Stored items
········

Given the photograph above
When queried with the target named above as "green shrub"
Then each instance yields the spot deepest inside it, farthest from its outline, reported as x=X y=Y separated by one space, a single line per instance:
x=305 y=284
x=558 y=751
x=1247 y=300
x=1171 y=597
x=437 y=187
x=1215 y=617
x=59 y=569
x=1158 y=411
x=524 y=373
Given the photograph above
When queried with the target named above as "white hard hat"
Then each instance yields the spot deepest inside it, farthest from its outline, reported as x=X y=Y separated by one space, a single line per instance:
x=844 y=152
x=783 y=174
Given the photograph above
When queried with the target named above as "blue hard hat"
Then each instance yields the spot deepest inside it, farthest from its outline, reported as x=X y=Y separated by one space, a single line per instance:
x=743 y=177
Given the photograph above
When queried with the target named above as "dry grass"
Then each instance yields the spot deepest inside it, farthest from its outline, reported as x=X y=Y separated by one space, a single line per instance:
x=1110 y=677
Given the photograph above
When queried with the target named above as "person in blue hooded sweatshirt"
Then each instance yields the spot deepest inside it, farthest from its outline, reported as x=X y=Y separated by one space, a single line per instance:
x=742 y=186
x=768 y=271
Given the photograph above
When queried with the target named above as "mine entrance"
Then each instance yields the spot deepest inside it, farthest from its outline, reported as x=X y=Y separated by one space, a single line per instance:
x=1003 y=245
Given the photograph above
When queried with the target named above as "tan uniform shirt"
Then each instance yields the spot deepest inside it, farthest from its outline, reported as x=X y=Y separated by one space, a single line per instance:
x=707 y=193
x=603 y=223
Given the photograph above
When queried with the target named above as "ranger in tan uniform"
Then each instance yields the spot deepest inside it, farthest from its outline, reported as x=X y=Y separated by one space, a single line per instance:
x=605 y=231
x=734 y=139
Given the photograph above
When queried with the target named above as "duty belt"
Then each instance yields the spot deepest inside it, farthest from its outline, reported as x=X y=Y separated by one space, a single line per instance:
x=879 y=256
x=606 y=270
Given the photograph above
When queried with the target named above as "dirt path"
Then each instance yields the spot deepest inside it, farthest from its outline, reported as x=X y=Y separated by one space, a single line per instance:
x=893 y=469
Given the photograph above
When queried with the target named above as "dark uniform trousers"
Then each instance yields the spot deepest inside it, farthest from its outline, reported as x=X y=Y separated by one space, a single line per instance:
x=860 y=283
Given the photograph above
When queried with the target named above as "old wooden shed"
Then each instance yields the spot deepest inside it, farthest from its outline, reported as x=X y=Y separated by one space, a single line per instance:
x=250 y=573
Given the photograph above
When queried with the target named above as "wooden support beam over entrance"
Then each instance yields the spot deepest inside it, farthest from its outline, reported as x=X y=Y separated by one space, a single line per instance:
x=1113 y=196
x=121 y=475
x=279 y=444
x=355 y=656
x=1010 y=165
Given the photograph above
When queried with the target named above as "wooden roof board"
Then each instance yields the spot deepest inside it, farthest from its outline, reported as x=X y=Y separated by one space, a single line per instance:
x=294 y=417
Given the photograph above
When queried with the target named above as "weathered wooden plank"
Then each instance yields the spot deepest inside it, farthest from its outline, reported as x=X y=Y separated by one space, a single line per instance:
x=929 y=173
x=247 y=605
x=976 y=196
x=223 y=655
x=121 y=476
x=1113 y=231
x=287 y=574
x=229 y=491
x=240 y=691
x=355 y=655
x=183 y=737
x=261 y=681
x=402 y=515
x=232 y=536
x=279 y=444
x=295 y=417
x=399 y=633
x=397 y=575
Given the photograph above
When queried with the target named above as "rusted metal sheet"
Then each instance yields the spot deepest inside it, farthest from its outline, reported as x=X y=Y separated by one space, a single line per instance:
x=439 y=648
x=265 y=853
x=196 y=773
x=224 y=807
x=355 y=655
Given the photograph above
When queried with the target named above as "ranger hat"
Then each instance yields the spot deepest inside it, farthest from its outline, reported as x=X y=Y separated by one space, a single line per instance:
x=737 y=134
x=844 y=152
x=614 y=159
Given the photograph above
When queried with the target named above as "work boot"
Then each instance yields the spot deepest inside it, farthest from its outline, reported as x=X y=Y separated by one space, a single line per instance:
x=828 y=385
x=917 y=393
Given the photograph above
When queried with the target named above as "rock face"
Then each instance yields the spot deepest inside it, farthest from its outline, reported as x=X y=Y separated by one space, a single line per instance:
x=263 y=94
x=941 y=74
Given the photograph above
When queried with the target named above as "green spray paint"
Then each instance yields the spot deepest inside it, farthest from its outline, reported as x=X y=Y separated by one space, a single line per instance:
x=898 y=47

········

[Required work] For each line above that contains the word "ranger", give the line as it is written.

[Written solution]
When queried with the target named above as "ranger in tan uniform"
When queried with the target named above as "ranger hat"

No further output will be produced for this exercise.